◆ **EXERCISE BRIEF**: Every entry below must be repeated exactly; skip the pictures.

>>>>

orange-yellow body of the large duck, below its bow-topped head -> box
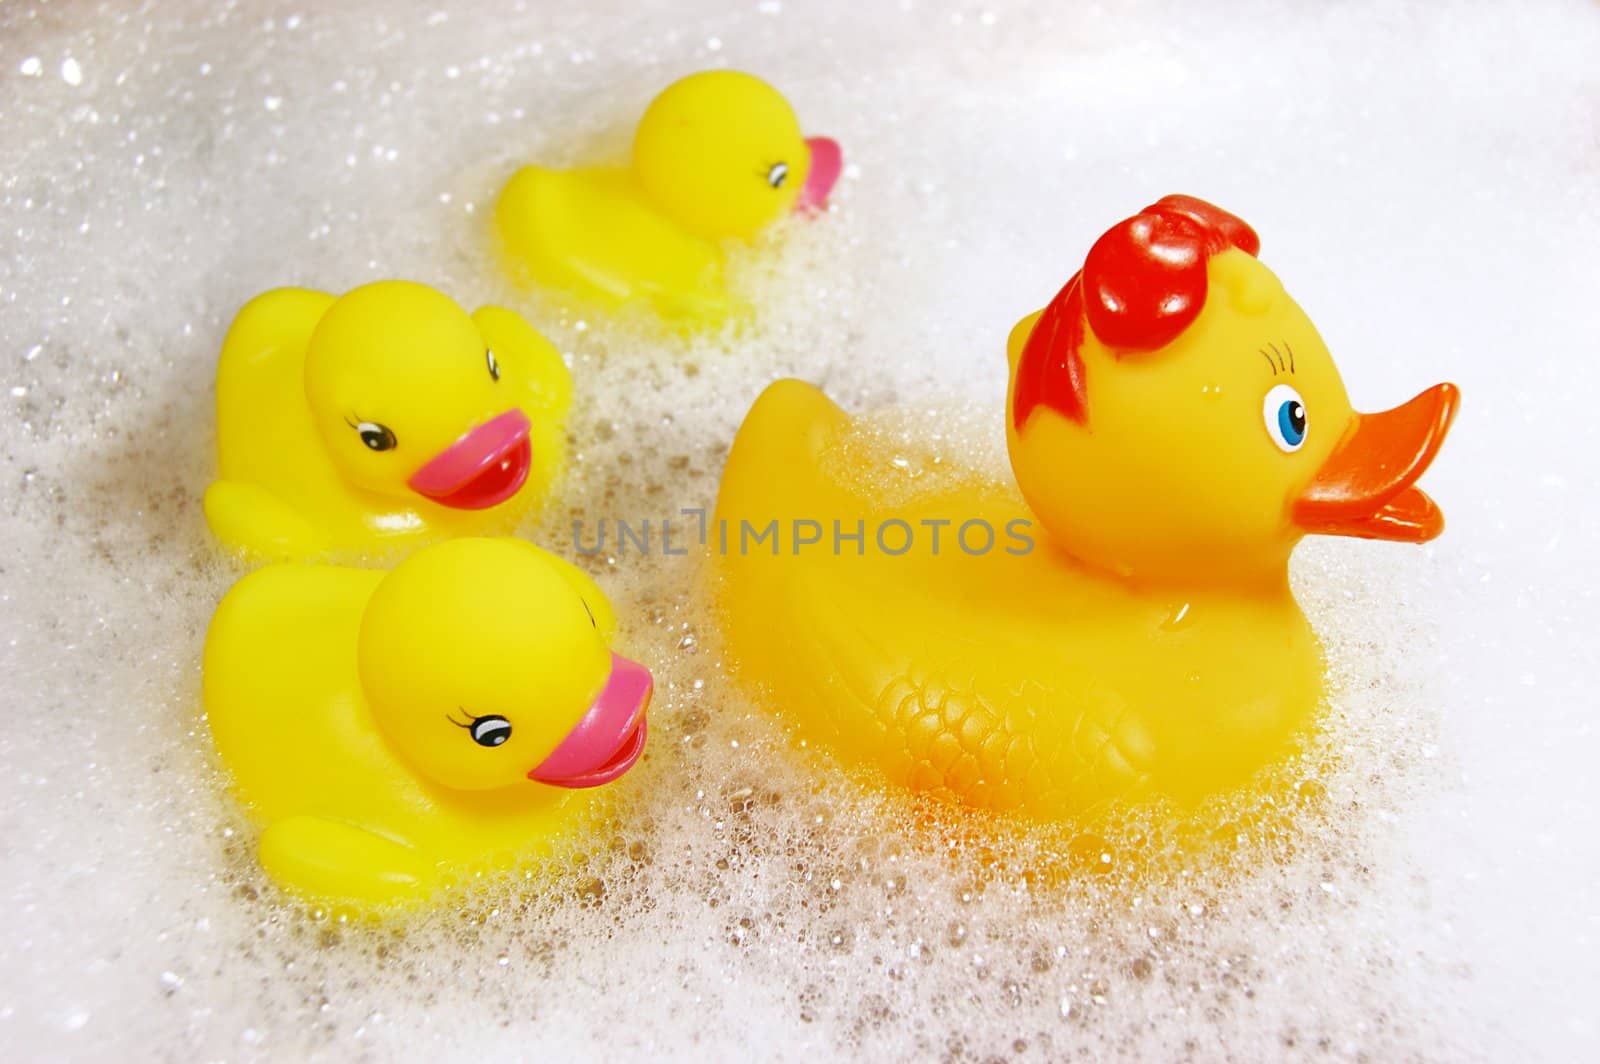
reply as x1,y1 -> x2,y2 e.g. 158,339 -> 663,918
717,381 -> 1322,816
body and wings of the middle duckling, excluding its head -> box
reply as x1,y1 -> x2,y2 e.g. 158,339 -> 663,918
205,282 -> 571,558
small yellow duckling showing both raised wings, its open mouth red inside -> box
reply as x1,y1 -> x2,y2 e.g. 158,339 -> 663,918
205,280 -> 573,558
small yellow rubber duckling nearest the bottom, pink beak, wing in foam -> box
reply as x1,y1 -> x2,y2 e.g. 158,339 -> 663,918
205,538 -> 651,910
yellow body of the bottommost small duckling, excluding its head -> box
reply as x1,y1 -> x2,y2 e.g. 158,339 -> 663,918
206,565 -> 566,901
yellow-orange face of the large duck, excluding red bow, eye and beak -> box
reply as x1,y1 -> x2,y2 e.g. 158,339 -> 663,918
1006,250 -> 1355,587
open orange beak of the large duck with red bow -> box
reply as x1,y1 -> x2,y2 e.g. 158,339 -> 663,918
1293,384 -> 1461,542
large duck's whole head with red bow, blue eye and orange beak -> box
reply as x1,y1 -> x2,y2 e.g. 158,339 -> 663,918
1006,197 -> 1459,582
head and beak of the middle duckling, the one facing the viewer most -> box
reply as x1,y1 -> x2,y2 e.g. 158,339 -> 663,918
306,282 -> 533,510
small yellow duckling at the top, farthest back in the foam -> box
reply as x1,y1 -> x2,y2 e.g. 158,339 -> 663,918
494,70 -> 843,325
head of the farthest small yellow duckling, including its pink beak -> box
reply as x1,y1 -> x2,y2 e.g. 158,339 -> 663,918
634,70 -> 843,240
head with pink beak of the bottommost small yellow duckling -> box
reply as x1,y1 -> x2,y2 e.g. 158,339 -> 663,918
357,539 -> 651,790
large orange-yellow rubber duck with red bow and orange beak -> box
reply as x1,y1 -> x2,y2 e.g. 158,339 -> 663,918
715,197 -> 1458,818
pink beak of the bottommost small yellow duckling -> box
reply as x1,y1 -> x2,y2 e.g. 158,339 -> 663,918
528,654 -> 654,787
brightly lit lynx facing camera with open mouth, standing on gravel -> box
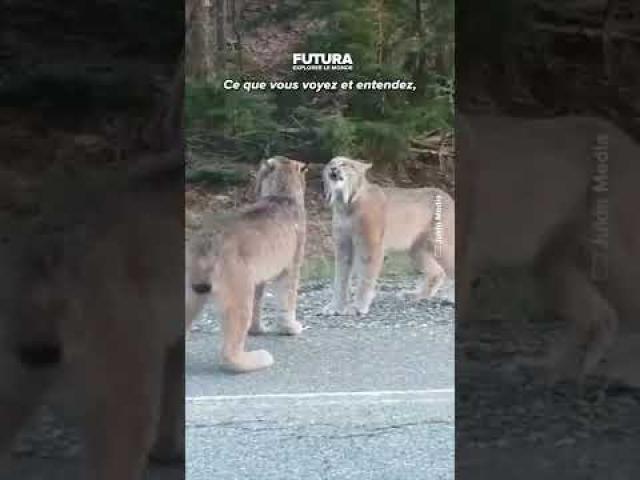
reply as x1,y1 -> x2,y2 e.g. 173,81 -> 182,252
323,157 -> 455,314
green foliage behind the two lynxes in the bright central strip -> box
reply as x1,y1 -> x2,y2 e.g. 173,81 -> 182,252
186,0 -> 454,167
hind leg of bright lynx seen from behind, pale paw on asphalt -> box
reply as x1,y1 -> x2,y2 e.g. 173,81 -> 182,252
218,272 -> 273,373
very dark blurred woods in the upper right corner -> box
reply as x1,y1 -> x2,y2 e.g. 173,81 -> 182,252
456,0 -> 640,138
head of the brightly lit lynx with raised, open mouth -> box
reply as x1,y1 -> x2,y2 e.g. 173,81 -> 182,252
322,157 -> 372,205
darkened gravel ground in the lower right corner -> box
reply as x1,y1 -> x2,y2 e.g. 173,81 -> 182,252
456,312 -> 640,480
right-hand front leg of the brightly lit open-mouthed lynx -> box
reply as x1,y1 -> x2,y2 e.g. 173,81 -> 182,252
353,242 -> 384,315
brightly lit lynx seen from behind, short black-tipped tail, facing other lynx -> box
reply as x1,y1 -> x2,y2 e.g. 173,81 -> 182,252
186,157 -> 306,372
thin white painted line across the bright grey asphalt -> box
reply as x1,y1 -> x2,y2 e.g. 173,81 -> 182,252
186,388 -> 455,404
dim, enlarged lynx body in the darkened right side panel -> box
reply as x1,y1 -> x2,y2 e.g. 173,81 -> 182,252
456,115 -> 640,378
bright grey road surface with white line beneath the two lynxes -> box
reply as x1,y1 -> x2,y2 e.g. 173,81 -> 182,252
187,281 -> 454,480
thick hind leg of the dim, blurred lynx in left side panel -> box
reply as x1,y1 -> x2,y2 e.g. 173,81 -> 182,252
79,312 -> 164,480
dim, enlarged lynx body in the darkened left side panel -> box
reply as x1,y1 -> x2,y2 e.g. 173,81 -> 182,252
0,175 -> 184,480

<<<<

◆ **RESPONSE TO THIS TASK**:
orange-yellow body of the large duck, below its bow-topped head -> box
reply as x1,y1 -> x2,y2 e.g. 158,339 -> 663,918
717,381 -> 1322,816
body and wings of the middle duckling, excluding its head -> box
reply as x1,y1 -> x2,y2 e.g. 158,339 -> 663,918
205,282 -> 571,558
small yellow duckling showing both raised wings, its open mouth red inside -> box
reply as x1,y1 -> x2,y2 e.g. 158,339 -> 663,918
205,280 -> 573,558
small yellow rubber duckling nearest the bottom, pink beak, wing in foam -> box
reply as x1,y1 -> x2,y2 e.g. 158,339 -> 663,918
205,538 -> 651,910
yellow body of the bottommost small duckling, excluding its head -> box
reply as x1,y1 -> x2,y2 e.g. 158,339 -> 663,918
206,565 -> 566,901
yellow-orange face of the large duck, excluding red bow, eye and beak -> box
reply as x1,y1 -> x2,y2 e.g. 158,339 -> 663,918
1006,250 -> 1355,587
open orange beak of the large duck with red bow -> box
reply as x1,y1 -> x2,y2 e.g. 158,339 -> 663,918
1293,384 -> 1461,542
large duck's whole head with red bow, blue eye and orange beak -> box
reply as x1,y1 -> x2,y2 e.g. 158,339 -> 663,918
1006,197 -> 1459,582
head and beak of the middle duckling, the one facing the viewer most -> box
reply as x1,y1 -> x2,y2 e.g. 158,339 -> 663,918
306,282 -> 533,510
small yellow duckling at the top, farthest back in the foam -> box
reply as x1,y1 -> x2,y2 e.g. 158,339 -> 663,918
494,70 -> 843,325
head of the farthest small yellow duckling, including its pink beak -> box
reply as x1,y1 -> x2,y2 e.g. 158,339 -> 663,918
634,70 -> 843,240
head with pink beak of the bottommost small yellow duckling -> box
reply as x1,y1 -> x2,y2 e.g. 158,339 -> 663,918
357,539 -> 651,790
large orange-yellow rubber duck with red bow and orange beak -> box
reply as x1,y1 -> x2,y2 e.g. 158,339 -> 663,918
715,197 -> 1458,818
pink beak of the bottommost small yellow duckling -> box
reply as x1,y1 -> x2,y2 e.g. 158,339 -> 663,918
528,654 -> 654,787
brightly lit lynx facing camera with open mouth, standing on gravel -> box
reply as x1,y1 -> x2,y2 e.g. 173,81 -> 182,252
323,157 -> 455,314
green foliage behind the two lynxes in the bright central strip -> box
reply as x1,y1 -> x2,y2 e.g. 173,81 -> 182,252
186,0 -> 454,167
hind leg of bright lynx seen from behind, pale paw on asphalt -> box
reply as x1,y1 -> x2,y2 e.g. 173,81 -> 182,252
218,272 -> 273,373
very dark blurred woods in the upper right corner -> box
reply as x1,y1 -> x2,y2 e.g. 173,81 -> 182,252
456,0 -> 640,138
head of the brightly lit lynx with raised, open mouth -> box
reply as x1,y1 -> x2,y2 e.g. 173,81 -> 182,252
322,157 -> 372,205
darkened gravel ground in the lower right corner -> box
reply as x1,y1 -> x2,y2 e.g. 173,81 -> 182,252
456,312 -> 640,480
right-hand front leg of the brightly lit open-mouthed lynx -> box
reply as x1,y1 -> x2,y2 e.g. 173,81 -> 182,252
353,242 -> 384,315
brightly lit lynx seen from behind, short black-tipped tail, facing other lynx -> box
reply as x1,y1 -> x2,y2 e.g. 173,81 -> 182,252
186,157 -> 306,372
thin white painted line across the bright grey asphalt -> box
reply as x1,y1 -> x2,y2 e.g. 173,81 -> 182,252
186,388 -> 455,404
dim, enlarged lynx body in the darkened right side panel -> box
reply as x1,y1 -> x2,y2 e.g. 173,81 -> 182,252
456,115 -> 640,378
bright grey road surface with white line beneath the two lynxes -> box
reply as x1,y1 -> x2,y2 e.g. 173,81 -> 182,252
187,281 -> 454,480
thick hind leg of the dim, blurred lynx in left side panel -> box
reply as x1,y1 -> x2,y2 e.g. 173,81 -> 182,252
79,312 -> 164,480
dim, enlarged lynx body in the darkened left side panel -> box
reply as x1,y1 -> x2,y2 e.g. 173,81 -> 182,252
0,175 -> 184,480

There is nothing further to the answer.